__Supplied passage__
Formula Libre, also known as Formule Libre, is a form of automobile racing allowing a wide variety of types, ages and makes of purpose-built racing cars to compete "head to head". This can make for some interesting matchups, and provides the opportunity for some compelling driving performances against superior machinery. The name translates to "Free Formula" – in Formula Libre races the only regulations typically govern basics such as safety equipment.

==History==
In 1932, Louis Chiron won the Nice Grand Prix aboard a Bugatti T51, closely followed just 3.4 seconds behind by Raymond Sommer in an Alfa Romeo Monza with third place going to René Dreyfus, also in a Bugatti T51. In 1933, the race was won by Tazio Nuvolari in a Maserati 8C, followed by René Dreyfus in his Bugatti and Guy Moll in an Alfa Romeo Monza. In 1934, the race was again won by an Italian in an Alfa Romeo Tipo B, none other than the best driver of the season, Achille Varzi. The last season to feature a Grand Prix at Nice was in 1935, when the Alfa Romeo Tipo Bs dominated the circuit in the hands of Tazio Nuvolari and Louis Chiron, who placed second, and René Dreyfus, who took third.

__Information__
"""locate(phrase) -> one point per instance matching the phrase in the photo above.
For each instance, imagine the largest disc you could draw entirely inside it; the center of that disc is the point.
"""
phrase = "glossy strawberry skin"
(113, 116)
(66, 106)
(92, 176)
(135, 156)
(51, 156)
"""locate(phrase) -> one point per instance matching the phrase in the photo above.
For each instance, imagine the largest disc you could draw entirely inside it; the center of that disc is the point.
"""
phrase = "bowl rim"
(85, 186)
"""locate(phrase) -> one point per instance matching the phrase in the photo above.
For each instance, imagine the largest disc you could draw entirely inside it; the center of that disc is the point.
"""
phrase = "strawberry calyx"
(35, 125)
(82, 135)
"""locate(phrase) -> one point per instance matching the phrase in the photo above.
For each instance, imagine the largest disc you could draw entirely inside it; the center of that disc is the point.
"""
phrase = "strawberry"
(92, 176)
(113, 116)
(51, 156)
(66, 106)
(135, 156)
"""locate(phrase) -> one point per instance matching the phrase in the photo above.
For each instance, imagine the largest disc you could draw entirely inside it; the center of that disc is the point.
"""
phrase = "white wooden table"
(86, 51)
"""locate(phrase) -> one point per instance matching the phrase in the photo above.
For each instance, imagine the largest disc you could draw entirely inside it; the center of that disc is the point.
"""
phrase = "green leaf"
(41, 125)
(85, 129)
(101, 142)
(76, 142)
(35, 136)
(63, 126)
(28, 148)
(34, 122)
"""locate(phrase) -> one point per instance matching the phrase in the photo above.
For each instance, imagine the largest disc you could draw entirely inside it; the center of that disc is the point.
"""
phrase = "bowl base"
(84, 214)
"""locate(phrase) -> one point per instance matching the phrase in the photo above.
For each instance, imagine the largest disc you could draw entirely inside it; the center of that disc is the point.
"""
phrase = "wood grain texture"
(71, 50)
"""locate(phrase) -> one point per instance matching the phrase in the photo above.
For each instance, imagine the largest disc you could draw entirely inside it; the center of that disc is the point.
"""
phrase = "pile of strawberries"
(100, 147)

__Tasks and exercises__
• a. From the Formula Libre passage, pull out the stretch from "Formula Libre, also" through "as safety equipment." word for word.
• b. Render this sentence from the Formula Libre passage into Spanish: "In 1933, the race was won by Tazio Nuvolari in a Maserati 8C, followed by René Dreyfus in his Bugatti and Guy Moll in an Alfa Romeo Monza."
• c. Proceed with the Formula Libre passage, writing on from its last sentence.

__Answers__
• a.
Formula Libre, also known as Formule Libre, is a form of automobile racing allowing a wide variety of types, ages and makes of purpose-built racing cars to compete "head to head". This can make for some interesting matchups, and provides the opportunity for some compelling driving performances against superior machinery. The name translates to "Free Formula" – in Formula Libre races the only regulations typically govern basics such as safety equipment.

• b. En 1933, la carrera la ganó Tazio Nuvolari con un Maserati 8C, seguido por René Dreyfus en su Bugatti y Guy Moll en un Alfa Romeo Monza.

• c.
Most recently, the British Open Single Seaters (BOSS) Formula has spawned EuroBOSS and USBOSS equivalents, signalling the re-emergence of Formula Libre events. Racing purists have come to embrace Formula Libre as an alternative to the increasing preponderance of spec racing series, and a number of competitors' vehicles are cars orphaned by discontinued spec series.

Formula Libre has provided some ambitious young drivers with an alternative to series with higher competitive costs and lower performance. Most recently, the UK's British Racing Drivers' Club (BRDC) awarded their Rising Star award to 2004 EuroBOSS Champion Scott Mansell.

The concept is arguably the oldest in motor racing:
- Grand Prix racing adopted Formule Libre briefly, beginning in 1928.
- the 1951 Buenos Aires Grand Prix (I) and 1951 Buenos Aires Grand Prix (II) saw tests of pre-war Mercedes GP cars against post-war Ferrari F1/F2-based FL machinery. Mercedes scored 2nd places and decided to develop for new 1954 rules.
- Formula Libre racing is currently very popular in South Africa.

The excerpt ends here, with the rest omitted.